> PROBLEM
Once every line holding "child" in the listing below has been found, give their number and nothing more.
- - -
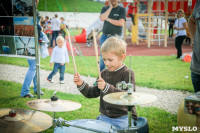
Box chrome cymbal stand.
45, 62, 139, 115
53, 118, 117, 133
115, 55, 134, 128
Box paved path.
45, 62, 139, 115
0, 64, 192, 114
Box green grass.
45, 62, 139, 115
0, 55, 193, 92
0, 80, 178, 133
37, 0, 104, 12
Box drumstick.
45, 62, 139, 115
92, 28, 101, 79
66, 29, 77, 73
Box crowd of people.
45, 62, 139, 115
38, 14, 68, 47
20, 0, 200, 131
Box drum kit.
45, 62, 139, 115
0, 89, 156, 133
0, 55, 156, 132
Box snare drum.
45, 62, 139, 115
54, 119, 117, 133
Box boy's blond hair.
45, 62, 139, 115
56, 36, 65, 43
101, 37, 127, 57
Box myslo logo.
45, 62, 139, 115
172, 126, 197, 132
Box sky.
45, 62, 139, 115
13, 17, 34, 25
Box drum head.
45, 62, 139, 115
54, 119, 117, 133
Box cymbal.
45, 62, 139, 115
103, 92, 157, 106
0, 108, 52, 133
27, 99, 81, 112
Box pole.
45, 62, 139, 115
32, 0, 40, 99
127, 106, 132, 127
147, 0, 152, 48
164, 0, 168, 47
136, 0, 140, 45
129, 55, 131, 84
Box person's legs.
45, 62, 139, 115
169, 26, 173, 38
54, 31, 60, 46
175, 37, 179, 58
50, 31, 56, 47
20, 59, 36, 97
99, 34, 109, 71
61, 30, 66, 38
50, 31, 54, 47
191, 72, 200, 93
171, 27, 173, 37
128, 14, 135, 25
47, 63, 59, 80
97, 114, 134, 130
59, 64, 65, 81
185, 37, 188, 43
177, 36, 186, 58
33, 73, 37, 93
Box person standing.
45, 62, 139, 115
60, 17, 68, 38
127, 2, 136, 25
188, 0, 200, 93
40, 16, 45, 28
50, 14, 61, 47
44, 16, 50, 28
47, 36, 69, 84
20, 0, 44, 98
45, 21, 52, 43
168, 19, 175, 38
174, 9, 188, 59
99, 0, 126, 71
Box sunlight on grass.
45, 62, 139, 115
0, 80, 178, 133
0, 55, 193, 92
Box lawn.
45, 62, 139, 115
0, 80, 178, 133
0, 55, 193, 92
37, 0, 104, 12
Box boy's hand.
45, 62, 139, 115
61, 63, 64, 65
67, 63, 69, 66
74, 73, 83, 86
97, 78, 106, 90
50, 63, 53, 67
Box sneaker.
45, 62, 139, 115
47, 78, 54, 83
40, 41, 46, 44
60, 80, 64, 84
34, 90, 44, 95
24, 93, 35, 98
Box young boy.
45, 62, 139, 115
74, 37, 137, 129
47, 36, 69, 84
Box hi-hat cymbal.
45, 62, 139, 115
0, 108, 52, 133
103, 92, 157, 106
27, 99, 81, 112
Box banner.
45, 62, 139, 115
0, 0, 35, 58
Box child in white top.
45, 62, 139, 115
47, 36, 69, 84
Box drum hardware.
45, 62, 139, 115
0, 108, 52, 133
27, 92, 81, 120
53, 118, 117, 133
51, 91, 58, 101
27, 92, 82, 112
51, 92, 58, 119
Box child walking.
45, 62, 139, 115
47, 36, 69, 84
74, 37, 137, 129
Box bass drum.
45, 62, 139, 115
54, 119, 117, 133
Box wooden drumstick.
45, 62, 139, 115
66, 29, 77, 73
92, 28, 101, 79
- - -
> REPLY TO THE EXERCISE
2